A COVID-Inspired Action Plan to Expand STEM Classes
Editor’s note: Nora Wedwick and Elif Ozkok are in fifth grade at the Gifted Academy at Thurgood Marshall School. They wrote this post on behalf of their classmates.
COVID-19 stinks. It messed up many things about this year. Lots of the cool opportunities that we love participating in were shut down. But one good thing came out of it: an exciting new STEM class for the fifth and sixth graders at Thurgood Marshall School. STEM stands for science, technology, engineering and math. The class offers many different learning opportunities, including solving world problems with STEM, coding, robotics, circuitry and aeronautics.
Why was a new STEM class exciting? During the first half of this crazy school year, we had a mini STEM class once a week to fix a scheduling issue due to the coronavirus pandemic. We loved working with robots and coding and so much more! The problem was that normally at our school, STEM was only for the seventh and eighth graders. We thought this was unfair and that it needed to change. We knew that we wanted STEM to continue for other students entering fifth and sixth grade.
There were many steps to make this class addition happen. Each one of those steps took some time. It wasn’t easy, but we worked very hard as a team to get it done. First, we watched a video on how to create and propose a new class for our school. This was a really important starting point. It got us so excited about this new STEM class and helped us understand the complexity of the project. Then, we brainstormed what made a good presentation to convince the school leaders to add the new class. To do this, we set up a few poster boards and had the entire grade write down ideas on each poster. For example, one poster had the title, “why STEM?” We scrambled to write all the reasons we could think of including that the class would help us to become better problem solvers, critical thinkers, collaborators, model designers and communicators. We worked very hard to make the presentation understandable and neat and chose representatives from our grade to pitch our idea to our principal Mrs. Powell, our vice principal Mrs. Jones, and the Executive Director of Schools and Special Programs, Dr. Psaltis. They listened to our ideas and asked us lots of tough questions. And our proposed STEM class was approved! We are so happy and ready to get to work figuring out the details for our new class.
Elif Ozkok and Nora Wedwick
Elif Ozkok and Nora Wedwick are fifth graders at the Gifted Academy at Thurgood Marshall School. Elif’s favorite subjects are science and math. Nora’s favorite subjects are social studies and science. They both love participating in sports.

━━━

What you will do -
• A. According to the STEM class post, why was watching the video on creating and proposing a new class important? Answer in one to three sentences.
• B. For each statement, decide whether it agrees with the STEM class post. Answer yes or no and quote the words of the post that decide it.
(i) During the first half of the school year, the mini STEM class met once a week.
(ii) Normally at the school, STEM was offered to fifth and sixth graders.
(iii) The whole grade presented the proposal to the school leaders.
• C. Answer these questions from the STEM class post.
(i) What does STEM stand for?
(ii) What title did one of the poster boards have?
(iii) What position does Dr. Psaltis hold?
The rows that come next are not needed for any of this work.

━━━

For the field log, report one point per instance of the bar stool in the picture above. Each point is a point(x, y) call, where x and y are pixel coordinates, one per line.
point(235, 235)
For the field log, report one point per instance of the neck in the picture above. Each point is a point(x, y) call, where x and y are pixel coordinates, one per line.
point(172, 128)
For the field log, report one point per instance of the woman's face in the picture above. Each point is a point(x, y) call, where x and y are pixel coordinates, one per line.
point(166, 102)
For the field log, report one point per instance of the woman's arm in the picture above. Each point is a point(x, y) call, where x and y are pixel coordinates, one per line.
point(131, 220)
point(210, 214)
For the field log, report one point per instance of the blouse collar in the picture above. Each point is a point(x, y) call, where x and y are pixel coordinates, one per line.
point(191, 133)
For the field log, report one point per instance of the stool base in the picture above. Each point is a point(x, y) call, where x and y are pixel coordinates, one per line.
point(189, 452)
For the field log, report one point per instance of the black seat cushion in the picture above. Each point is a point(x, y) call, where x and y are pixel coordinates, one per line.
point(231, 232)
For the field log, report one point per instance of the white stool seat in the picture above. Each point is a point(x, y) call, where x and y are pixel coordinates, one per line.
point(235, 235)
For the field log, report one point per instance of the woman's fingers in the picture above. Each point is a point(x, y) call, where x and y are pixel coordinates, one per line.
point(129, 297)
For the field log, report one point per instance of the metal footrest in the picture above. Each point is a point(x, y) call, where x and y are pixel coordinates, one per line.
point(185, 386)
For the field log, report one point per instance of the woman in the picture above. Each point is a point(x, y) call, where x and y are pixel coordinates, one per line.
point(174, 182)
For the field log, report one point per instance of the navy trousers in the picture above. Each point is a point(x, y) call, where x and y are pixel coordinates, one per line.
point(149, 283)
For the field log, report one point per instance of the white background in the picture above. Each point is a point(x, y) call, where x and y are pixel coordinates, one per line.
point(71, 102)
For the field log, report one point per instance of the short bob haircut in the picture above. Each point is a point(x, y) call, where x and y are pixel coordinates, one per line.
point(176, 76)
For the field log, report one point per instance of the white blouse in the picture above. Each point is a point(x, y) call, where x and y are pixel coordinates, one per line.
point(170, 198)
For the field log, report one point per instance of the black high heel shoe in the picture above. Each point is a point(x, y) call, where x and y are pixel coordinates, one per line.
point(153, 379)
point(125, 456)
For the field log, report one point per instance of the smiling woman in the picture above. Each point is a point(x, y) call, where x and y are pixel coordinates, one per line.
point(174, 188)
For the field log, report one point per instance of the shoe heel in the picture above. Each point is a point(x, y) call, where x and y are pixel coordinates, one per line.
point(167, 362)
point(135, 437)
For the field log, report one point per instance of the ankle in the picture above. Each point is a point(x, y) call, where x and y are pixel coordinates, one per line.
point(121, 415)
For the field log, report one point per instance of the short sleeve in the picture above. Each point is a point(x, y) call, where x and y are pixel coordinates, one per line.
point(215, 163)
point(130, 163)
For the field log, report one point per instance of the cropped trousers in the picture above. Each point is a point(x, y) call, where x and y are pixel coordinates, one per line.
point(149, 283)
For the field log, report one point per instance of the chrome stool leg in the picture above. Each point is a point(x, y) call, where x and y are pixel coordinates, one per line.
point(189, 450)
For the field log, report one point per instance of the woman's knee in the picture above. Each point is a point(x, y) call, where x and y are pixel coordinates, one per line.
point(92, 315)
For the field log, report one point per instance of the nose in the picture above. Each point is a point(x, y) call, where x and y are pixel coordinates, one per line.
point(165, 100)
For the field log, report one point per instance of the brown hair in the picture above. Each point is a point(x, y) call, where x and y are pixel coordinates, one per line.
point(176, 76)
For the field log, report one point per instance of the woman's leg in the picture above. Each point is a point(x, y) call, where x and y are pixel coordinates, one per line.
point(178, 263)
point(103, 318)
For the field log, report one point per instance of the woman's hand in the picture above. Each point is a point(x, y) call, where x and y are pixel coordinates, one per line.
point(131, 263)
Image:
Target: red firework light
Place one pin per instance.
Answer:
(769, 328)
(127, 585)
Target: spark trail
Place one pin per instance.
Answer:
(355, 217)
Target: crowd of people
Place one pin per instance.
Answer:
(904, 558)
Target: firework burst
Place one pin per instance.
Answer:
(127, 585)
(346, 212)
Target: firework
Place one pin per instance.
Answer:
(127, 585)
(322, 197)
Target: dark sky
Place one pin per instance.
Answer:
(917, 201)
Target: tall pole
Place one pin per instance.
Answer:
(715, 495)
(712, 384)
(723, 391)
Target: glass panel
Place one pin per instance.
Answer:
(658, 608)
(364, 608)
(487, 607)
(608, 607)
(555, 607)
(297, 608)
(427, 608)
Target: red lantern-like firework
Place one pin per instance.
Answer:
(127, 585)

━━━

Results -
• A. The video was a really important starting point because it got the students excited about the new STEM class. It also helped them understand how complex the project was.

• B.
(i) Yes: "we had a mini STEM class once a week"
(ii) No: "normally at our school, STEM was only for the seventh and eighth graders"
(iii) No: "chose representatives from our grade to pitch our idea"

• C.
(i) Science, technology, engineering and math.
(ii) "why STEM?"
(iii) Executive Director of Schools and Special Programs.